* WHAT THE TASK ASKS *
Collect every line below that contains the word "bicycle".

* GIVEN DATA *
▬▬▬

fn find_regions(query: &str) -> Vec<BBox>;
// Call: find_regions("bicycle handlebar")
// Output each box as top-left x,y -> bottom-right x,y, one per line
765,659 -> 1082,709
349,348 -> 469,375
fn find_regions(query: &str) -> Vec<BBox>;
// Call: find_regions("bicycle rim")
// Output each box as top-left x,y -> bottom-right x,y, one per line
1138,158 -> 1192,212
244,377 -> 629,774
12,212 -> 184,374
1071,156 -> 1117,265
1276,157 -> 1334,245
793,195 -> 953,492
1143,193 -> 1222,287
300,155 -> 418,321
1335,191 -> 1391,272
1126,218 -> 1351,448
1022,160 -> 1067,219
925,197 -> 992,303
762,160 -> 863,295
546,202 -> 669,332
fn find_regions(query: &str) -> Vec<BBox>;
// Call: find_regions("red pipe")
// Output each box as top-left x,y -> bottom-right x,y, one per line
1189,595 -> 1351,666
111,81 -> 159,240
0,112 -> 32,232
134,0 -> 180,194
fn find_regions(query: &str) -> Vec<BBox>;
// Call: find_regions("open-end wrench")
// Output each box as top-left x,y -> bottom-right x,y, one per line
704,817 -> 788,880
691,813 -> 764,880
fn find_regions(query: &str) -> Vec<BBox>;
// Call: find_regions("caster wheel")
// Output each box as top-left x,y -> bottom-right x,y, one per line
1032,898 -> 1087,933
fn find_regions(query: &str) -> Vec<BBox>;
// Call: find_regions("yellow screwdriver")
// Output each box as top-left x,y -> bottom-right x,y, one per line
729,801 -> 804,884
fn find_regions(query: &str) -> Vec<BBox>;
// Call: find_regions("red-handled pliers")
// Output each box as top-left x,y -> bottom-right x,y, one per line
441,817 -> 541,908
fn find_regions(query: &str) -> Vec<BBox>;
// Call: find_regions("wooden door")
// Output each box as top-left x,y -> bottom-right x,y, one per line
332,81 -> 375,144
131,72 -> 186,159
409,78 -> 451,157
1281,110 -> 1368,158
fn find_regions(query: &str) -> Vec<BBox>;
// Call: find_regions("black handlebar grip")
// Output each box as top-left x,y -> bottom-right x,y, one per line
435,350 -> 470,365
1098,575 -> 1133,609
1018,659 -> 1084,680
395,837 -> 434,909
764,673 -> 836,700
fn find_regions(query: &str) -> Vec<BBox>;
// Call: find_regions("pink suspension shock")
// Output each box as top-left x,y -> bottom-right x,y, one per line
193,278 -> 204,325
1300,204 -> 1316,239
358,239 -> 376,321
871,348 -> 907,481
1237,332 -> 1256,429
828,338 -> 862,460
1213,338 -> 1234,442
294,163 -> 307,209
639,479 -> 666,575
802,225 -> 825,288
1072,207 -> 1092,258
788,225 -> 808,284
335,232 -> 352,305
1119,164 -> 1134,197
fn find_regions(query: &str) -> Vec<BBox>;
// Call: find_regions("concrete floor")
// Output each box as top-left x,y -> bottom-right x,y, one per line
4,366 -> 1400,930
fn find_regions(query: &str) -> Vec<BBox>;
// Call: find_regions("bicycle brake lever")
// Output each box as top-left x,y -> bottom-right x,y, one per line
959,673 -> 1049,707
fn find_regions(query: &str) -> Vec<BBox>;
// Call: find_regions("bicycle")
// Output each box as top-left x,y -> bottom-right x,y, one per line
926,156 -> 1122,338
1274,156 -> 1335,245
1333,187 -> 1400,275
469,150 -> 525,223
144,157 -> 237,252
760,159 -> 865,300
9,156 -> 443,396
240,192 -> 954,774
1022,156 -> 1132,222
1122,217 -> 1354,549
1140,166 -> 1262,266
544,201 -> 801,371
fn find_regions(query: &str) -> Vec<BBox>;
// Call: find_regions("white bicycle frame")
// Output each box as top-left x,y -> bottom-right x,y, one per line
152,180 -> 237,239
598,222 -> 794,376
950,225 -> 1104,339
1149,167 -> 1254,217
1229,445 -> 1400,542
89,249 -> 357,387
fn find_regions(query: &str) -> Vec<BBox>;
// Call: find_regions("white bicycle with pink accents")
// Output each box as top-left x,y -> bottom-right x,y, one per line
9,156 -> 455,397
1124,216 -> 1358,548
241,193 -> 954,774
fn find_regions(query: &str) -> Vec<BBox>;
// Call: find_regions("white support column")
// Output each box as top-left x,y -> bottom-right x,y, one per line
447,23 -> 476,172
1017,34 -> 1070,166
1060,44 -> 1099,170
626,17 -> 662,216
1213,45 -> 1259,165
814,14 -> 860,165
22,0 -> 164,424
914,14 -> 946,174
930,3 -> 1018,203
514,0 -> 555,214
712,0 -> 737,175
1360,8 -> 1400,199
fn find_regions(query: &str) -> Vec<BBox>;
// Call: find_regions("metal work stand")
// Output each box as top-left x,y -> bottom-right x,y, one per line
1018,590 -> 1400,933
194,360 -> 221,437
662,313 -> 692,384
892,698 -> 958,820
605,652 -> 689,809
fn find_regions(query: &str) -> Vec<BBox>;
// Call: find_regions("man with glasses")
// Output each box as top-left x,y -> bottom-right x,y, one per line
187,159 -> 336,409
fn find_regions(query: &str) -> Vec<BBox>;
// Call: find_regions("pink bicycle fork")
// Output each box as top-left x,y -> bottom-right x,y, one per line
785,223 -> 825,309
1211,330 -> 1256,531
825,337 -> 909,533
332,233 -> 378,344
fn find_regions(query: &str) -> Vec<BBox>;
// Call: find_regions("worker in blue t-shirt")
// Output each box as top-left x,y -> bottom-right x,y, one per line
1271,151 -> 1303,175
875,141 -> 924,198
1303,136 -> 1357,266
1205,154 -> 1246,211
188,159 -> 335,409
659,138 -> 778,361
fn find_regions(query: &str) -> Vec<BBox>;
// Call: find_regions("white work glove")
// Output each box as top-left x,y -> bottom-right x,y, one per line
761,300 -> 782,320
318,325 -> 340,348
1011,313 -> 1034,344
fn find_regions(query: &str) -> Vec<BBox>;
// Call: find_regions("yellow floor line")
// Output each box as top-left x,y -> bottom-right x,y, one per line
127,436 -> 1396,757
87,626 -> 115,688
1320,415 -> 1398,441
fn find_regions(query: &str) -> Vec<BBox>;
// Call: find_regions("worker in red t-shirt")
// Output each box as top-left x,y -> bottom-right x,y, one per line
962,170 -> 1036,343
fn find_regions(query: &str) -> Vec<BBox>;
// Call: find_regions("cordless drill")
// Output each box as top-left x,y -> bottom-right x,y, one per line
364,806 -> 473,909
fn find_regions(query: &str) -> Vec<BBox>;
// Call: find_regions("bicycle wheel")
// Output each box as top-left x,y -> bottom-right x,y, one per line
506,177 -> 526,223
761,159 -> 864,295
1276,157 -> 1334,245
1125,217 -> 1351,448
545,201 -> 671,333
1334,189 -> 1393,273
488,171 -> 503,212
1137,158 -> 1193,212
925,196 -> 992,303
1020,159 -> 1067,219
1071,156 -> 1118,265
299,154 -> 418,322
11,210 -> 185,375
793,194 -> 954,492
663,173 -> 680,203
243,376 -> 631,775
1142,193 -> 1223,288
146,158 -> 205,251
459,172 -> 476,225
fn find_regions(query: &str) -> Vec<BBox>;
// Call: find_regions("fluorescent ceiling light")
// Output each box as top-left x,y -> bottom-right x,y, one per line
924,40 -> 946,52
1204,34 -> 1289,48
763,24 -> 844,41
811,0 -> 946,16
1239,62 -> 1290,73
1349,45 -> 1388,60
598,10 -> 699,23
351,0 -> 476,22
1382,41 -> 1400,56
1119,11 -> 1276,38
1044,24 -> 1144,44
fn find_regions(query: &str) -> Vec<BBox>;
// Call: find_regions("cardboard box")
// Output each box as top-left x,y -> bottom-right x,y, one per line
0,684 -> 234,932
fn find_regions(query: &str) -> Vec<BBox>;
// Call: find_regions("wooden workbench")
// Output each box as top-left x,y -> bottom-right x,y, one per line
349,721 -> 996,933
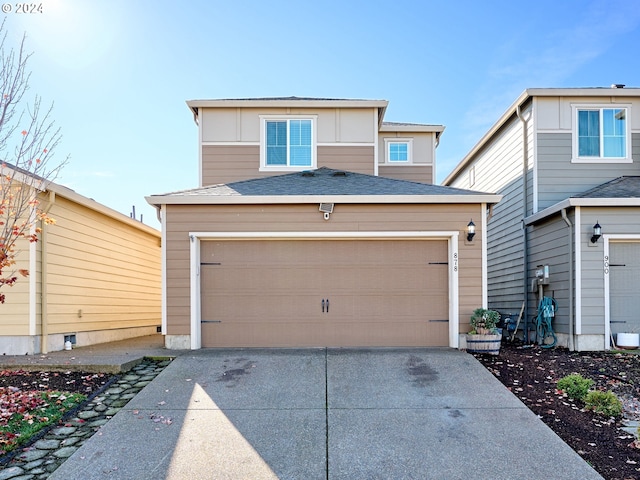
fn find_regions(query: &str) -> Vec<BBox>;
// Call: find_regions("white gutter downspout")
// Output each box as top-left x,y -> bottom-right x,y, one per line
516,104 -> 530,341
561,208 -> 575,351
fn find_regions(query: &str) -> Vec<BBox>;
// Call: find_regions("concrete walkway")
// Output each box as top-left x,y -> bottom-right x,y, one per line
0,335 -> 177,374
30,342 -> 604,480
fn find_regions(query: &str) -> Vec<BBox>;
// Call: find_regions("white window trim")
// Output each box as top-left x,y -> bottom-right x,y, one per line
571,104 -> 632,164
384,138 -> 413,164
259,115 -> 317,171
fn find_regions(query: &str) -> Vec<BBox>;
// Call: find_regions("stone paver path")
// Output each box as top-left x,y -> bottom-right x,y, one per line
0,359 -> 170,480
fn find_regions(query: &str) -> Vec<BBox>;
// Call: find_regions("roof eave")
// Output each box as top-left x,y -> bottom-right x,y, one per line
48,183 -> 161,237
442,89 -> 532,185
146,194 -> 502,206
525,197 -> 640,225
442,87 -> 640,186
187,98 -> 390,121
379,124 -> 446,134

▬▬▬

* SOLUTION TO THIS TASK *
// Call: find_regions("bicycle handlebar")
// Call: find_regions("bicycle rim")
// Call: find_regions("bicycle brake lever")
// Call: find_regions("bicycle")
// Call: find_regions("white bicycle frame")
// Call: find_regions("white bicycle with pink accents")
// Call: find_regions("pink bicycle fork")
// Call: find_regions("bicycle wheel")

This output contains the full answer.